To do – In your copy, the records appear word for word and the pictures do not appear at all.

··· Task data ···

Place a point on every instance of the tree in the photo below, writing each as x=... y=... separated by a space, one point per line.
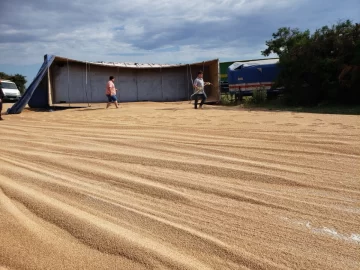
x=18 y=79
x=323 y=66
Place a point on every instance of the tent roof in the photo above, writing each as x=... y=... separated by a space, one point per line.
x=129 y=65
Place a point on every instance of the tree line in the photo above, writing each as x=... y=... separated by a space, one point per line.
x=319 y=67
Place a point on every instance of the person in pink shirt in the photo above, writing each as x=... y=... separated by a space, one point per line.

···

Final answer –
Place a point on every instance of the tree in the photo below, writing each as x=... y=... separated by a space, one point per line.
x=18 y=79
x=323 y=66
Place a point on every instance of the tent roof in the photo above, writing each as x=... y=... separated by a space, one point per line.
x=129 y=65
Place a point on every instance of the tree line in the photo above, writing each as x=... y=... separated by a space, one point per line.
x=319 y=67
Place a point on every instance of the person in pink shirt in the photo above, writing each as x=... y=... separated by a space, one point per line.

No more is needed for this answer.